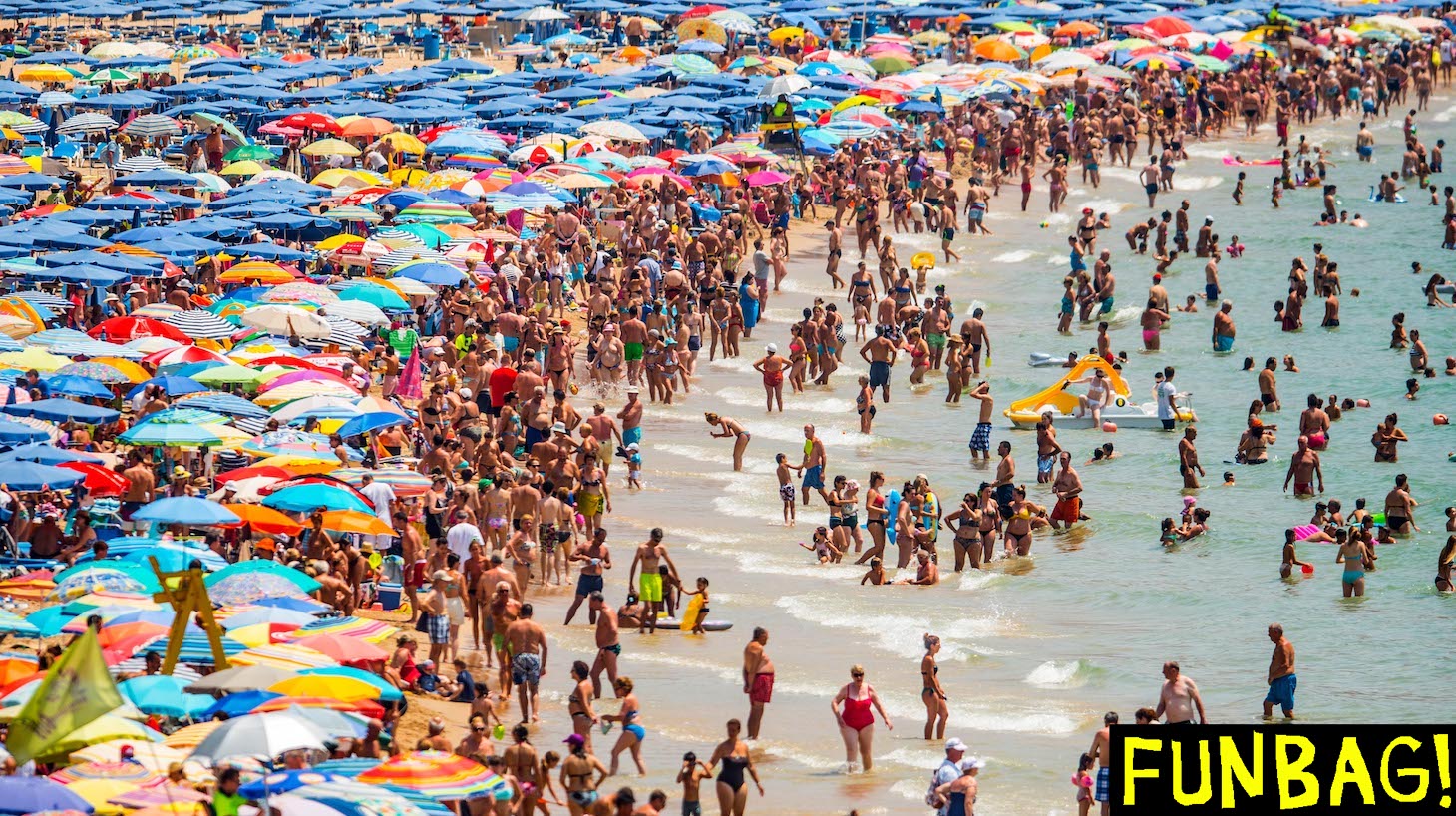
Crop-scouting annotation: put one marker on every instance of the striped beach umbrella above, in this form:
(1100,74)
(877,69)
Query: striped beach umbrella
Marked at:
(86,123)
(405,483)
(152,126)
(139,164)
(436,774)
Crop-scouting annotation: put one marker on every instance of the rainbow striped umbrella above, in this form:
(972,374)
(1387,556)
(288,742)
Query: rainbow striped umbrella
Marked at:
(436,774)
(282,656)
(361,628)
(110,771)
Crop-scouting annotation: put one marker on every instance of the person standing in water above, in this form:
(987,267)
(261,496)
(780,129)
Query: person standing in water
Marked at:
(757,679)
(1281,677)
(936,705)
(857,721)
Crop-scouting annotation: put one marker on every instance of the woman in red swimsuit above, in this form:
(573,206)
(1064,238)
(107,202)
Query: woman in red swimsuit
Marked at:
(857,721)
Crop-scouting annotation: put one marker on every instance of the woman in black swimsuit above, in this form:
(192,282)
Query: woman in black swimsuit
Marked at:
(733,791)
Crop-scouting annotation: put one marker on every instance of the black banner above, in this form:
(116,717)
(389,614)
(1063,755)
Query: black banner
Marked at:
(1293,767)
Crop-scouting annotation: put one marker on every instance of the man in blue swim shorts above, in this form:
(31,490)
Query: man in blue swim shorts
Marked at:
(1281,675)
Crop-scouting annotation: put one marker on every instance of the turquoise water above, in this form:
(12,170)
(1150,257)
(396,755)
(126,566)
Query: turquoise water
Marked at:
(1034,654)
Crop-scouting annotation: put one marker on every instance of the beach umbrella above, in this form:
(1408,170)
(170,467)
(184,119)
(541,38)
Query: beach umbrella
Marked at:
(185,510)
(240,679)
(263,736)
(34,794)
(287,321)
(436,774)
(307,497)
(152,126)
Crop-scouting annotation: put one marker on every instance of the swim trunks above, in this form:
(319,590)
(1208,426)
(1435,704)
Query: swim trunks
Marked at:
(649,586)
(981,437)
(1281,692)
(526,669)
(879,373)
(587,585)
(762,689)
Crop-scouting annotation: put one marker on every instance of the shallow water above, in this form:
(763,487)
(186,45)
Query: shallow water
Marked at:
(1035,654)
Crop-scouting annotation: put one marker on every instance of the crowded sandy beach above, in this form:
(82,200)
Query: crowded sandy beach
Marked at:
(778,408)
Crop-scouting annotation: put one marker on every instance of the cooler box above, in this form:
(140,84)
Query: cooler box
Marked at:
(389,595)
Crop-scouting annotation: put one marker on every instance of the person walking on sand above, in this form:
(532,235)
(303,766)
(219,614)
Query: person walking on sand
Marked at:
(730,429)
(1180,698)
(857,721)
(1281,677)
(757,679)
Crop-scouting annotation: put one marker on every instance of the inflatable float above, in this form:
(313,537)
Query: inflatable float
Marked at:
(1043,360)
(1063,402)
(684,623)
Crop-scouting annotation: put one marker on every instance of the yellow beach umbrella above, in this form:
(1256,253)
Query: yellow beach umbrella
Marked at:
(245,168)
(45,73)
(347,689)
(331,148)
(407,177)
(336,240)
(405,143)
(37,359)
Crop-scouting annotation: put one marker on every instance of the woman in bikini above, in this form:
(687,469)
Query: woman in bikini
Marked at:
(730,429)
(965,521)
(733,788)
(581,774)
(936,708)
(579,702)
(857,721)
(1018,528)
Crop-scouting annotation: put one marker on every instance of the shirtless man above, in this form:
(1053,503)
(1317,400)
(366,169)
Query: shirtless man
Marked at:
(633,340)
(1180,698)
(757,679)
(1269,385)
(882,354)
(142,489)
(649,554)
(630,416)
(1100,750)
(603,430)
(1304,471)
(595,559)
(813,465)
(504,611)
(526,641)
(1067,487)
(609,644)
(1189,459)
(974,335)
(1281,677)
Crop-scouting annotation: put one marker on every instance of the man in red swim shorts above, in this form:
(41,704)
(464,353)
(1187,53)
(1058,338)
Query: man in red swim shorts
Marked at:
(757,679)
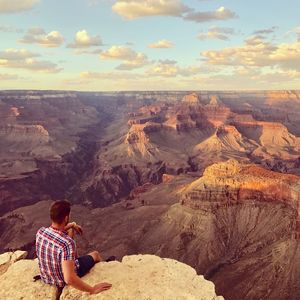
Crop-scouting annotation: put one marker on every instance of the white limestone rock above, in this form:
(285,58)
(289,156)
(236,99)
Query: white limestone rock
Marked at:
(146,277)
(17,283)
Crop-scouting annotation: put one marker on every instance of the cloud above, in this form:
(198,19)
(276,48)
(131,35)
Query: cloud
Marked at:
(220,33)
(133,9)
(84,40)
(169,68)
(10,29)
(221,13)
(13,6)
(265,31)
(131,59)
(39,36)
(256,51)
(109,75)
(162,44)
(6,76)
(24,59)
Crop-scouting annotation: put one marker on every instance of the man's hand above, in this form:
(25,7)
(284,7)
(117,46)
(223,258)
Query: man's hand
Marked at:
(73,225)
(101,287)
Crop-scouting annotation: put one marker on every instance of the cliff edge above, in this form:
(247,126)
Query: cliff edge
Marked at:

> WHAT YOU WILL DO
Look above for the line with "of the cooler" and the line with "Query: person walking on sand"; transcribe both and all lines in between, exactly, and nothing else.

> WRITTEN SOLUTION
Crop-scouting annotation: put one marker on every instance of the cooler box above, in this form:
(140,84)
Query: cooler box
Marked at:
(389,595)
Crop-scouting annotation: put one marker on every instance of the person walking on sand above, in this form:
(532,235)
(303,766)
(219,614)
Query: person walking on sand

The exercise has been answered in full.